## DATASET EXTRACT
★ ★ ★ ★ ★ ★ ★
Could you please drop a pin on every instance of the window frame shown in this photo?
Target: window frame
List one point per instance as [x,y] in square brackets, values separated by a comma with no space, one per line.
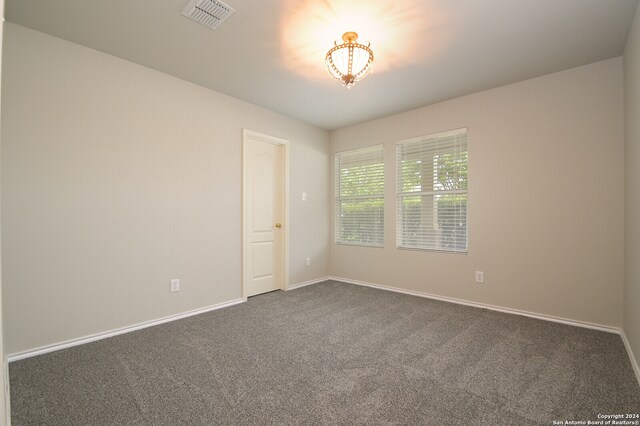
[435,138]
[338,231]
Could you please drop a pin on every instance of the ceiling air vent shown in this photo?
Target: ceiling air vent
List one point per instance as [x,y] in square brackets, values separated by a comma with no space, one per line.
[210,13]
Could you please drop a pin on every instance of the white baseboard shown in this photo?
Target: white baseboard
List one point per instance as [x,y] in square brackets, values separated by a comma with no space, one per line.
★ ★ ★ ★ ★ ★ ★
## TASK BRIEF
Write out every line of the material above as a numbered list. Skip blank lines and leave the pictures out.

## OUTPUT FOR THIS EXERCISE
1. Could you please drop a pin on every instance of the window frame shown in this photo?
2. Target: window frame
3. List one point per instance as [x,y] in square brackets, values separated by a comma with no space, one per line.
4. [435,138]
5. [338,231]
6. Could you please drop a pin on every instance of the ceiling air vent shown in this photo?
7. Target: ceiling air vent
8. List one point per instance as [x,y] in square brackets, values separated by a comma with no space, one per line.
9. [210,13]
10. Could you please drop a pin on every instance of the white baseboard shown in this photo?
11. Target: white baseboard
12. List one point per instance as [x,y] in square brackets, values separated by a comma with no space, one per line.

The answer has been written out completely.